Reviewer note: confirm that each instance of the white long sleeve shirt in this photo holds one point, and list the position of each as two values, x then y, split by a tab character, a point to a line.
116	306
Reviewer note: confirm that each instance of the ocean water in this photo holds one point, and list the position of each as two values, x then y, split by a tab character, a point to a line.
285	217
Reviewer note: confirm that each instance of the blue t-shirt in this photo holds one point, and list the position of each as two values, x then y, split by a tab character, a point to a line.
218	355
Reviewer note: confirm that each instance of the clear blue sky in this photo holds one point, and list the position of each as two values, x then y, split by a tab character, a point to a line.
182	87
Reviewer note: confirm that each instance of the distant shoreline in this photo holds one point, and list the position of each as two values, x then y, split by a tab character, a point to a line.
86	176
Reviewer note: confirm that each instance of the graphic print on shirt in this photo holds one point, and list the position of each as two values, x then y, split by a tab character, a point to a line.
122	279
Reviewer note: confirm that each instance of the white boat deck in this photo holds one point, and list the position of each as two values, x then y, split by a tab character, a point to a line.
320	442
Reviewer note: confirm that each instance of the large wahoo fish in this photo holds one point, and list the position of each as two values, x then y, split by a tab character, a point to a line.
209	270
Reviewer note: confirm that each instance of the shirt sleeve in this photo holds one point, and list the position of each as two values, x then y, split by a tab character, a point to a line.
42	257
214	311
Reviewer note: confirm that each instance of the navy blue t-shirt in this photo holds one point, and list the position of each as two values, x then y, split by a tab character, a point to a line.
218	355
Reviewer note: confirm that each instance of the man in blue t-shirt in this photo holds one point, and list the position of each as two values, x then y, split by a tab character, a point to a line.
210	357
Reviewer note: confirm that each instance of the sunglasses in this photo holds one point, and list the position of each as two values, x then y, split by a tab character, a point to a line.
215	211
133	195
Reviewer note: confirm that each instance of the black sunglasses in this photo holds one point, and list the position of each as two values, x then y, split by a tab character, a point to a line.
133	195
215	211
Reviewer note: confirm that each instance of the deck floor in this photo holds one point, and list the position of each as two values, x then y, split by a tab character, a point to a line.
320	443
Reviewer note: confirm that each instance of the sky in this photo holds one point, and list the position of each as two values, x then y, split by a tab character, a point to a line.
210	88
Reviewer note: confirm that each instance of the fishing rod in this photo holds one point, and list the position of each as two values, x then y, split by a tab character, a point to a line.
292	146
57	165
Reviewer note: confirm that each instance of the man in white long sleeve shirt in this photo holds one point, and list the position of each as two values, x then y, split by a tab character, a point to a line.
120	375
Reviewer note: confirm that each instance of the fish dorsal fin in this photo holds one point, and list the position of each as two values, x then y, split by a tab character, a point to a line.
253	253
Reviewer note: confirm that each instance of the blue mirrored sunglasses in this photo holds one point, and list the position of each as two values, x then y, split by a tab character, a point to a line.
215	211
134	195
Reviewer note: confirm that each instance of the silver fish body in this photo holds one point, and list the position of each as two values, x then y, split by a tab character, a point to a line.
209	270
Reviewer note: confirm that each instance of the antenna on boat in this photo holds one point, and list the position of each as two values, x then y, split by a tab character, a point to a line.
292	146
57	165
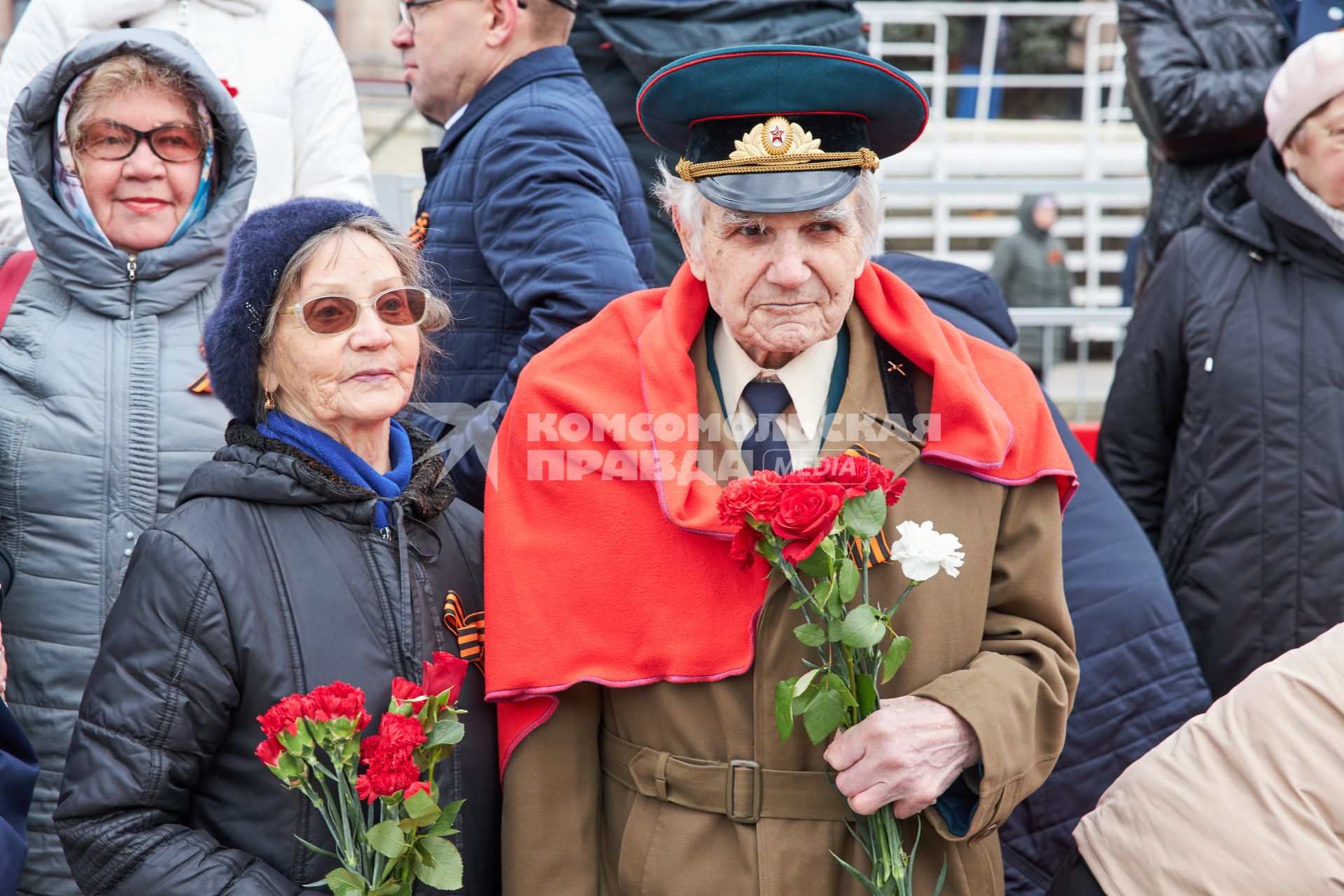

===============

Show each line from the listing above that contains the string "silver".

Reply to the exercise:
Reviewer note: confirm that each instance of the silver fish body in this photo holds one point, and list the position of each as two values, x then y, split by a tab character, a point to a line.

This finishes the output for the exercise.